§ Set task 1:
Answer these questions using the interview:
(a) What percentage of U.S. venture capital dollars goes to female CEOs?
(b) What does the speaker use for each project?
(c) Who founded Comme des Garçons?

What was the biggest hurdle in launching Co-Star?
I tend to rebrand any minute failure or hurdle as neutral, for better or worse. They’re data points or mechanisms that get me somewhere more interesting. But some of the bigger hurdles have been scaling rapidly — there’s a small number of people in the world who know how to scale up to support millions of simultaneous downloads and users, and that's been our struggle of the year. We are constantly hiring good, smart people who we want to work with — our team is majority people of color and female — and it’s hard to find non-cookie-cutter tech bros.
Why is that?
In the U.S., only 2.7% of venture capital dollars go to female CEOs, 27% of people in computing roles are women, there’s a pay gap, and it affects the entire tech community. Female engineers don’t have that many years of experience, because they’re not getting hired. I’ve had to quit jobs over crappy men, but a lot of people don’t have the community around them to say “[expletive] that guy.”
The other issue is that because the tech industry is mostly college-educated white men, the apps that get built serve those people, and that perpetuates the cycle. It feels good to provide a different space. We're always thinking about how to build things that lead to more intimate conversations, deeper reflection, and meaningful social interactions.
Are there any leaders you look up to? Someone who has mentored you or inspired you?
Authors more than anyone. Karl Marx is on that list because he's a rigorous critical thinker, Anne Carson for her incredible poetics, James Baldwin because he loves to punch you in the stomach when you didn’t even realize you had a stomach. In a professional sense, Rei Kawakubo, the founder of Comme des Garçons — her entire thing is making fashion that blows your mind. That philosophy inspires me. And Emily Weiss of Glossier, an early investor in Co-Star, an Aries who is taking over the world.
How do you stay organized on a daily basis?
I have a very advanced system of loose papers and stacks of Post-It notes — my desk is just covered in paper. Then for each project, I use a Google Doc or Sheet. I am comfortable in my chaos.
How have your work-life balance needs changed since launching Co-Star?
I've had to get a lot more rigorous about not working. For years I worked a little on vacation, and now I take hard breaks. In general, I’ve become more clear about work and non-work time. I need to get off my computer to take a break, cook, take a bath, go for a walk — no screens.
What are you most proud of in your career?
Making something that people care about. That gets me out of bed in the morning. There are young women who deeply love the app. It’s something that’s meaningful to them. That makes me proud.
This interview has been edited and condensed.

§ Source records:
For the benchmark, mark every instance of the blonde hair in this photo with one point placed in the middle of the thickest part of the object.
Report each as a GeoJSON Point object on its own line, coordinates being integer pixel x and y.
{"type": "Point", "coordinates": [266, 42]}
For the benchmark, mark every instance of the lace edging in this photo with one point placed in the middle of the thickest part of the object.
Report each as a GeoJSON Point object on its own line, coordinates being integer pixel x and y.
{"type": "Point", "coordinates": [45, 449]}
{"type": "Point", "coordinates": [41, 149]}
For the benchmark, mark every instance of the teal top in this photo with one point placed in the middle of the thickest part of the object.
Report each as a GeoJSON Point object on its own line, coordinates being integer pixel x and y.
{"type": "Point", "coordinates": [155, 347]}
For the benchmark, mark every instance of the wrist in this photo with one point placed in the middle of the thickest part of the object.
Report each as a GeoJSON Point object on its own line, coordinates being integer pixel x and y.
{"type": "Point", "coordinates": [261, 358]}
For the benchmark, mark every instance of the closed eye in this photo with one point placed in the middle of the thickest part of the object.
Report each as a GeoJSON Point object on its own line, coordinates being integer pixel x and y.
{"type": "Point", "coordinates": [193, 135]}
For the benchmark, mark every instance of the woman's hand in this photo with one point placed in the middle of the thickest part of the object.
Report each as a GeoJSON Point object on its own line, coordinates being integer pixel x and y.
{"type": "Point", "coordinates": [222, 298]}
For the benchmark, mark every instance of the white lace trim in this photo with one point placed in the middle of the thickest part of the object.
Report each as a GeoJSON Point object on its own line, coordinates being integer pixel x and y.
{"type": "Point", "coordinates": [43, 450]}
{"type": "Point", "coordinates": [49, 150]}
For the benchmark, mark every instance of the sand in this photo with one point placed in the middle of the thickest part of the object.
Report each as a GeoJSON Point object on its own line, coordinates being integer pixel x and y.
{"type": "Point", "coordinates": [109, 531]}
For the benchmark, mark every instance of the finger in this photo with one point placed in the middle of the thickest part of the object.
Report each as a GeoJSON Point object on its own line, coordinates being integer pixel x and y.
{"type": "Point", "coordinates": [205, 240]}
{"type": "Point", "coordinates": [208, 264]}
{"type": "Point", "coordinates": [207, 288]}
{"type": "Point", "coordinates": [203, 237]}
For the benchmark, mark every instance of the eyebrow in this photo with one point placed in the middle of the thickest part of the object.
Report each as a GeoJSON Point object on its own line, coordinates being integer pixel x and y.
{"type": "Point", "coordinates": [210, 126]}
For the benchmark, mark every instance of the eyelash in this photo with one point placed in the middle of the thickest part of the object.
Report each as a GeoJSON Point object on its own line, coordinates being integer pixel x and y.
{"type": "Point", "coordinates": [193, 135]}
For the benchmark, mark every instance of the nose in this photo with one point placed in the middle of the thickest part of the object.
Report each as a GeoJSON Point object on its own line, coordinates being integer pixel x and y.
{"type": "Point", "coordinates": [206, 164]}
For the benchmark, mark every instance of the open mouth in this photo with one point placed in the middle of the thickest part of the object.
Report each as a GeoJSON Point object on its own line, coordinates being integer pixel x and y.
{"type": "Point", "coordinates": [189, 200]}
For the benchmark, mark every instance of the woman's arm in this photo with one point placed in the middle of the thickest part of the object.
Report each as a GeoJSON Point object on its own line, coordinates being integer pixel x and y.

§ Set task 2: Return everything in the records from the line containing "For the benchmark, mark every instance of the eyelash" down through the end of the records, copying each line without changes.

§ Exercise solution 1:
(a) 2.7%
(b) A Google Doc or Sheet
(c) Rei Kawakubo

§ Exercise solution 2:
For the benchmark, mark every instance of the eyelash in this photo with one point placed in the middle of the thickest part of the object.
Report each as a GeoJSON Point object on its own line, coordinates being integer pixel x and y.
{"type": "Point", "coordinates": [193, 135]}
For the benchmark, mark every instance of the nose in this photo with one point placed in the middle of the thickest part of the object.
Report each as a GeoJSON Point object on its own line, coordinates being integer pixel x and y.
{"type": "Point", "coordinates": [206, 164]}
For the benchmark, mark every instance of the open mouth in this photo with one point placed in the middle of the thickest part of the object.
Report each as a GeoJSON Point object on its own line, coordinates being integer pixel x and y.
{"type": "Point", "coordinates": [189, 200]}
For the benchmark, mark every instance of the woman's arm in this photo with one point placed in the middle of the thickest part of the object.
Report each as a GeoJSON Point object on its own line, coordinates being integer pixel x and y.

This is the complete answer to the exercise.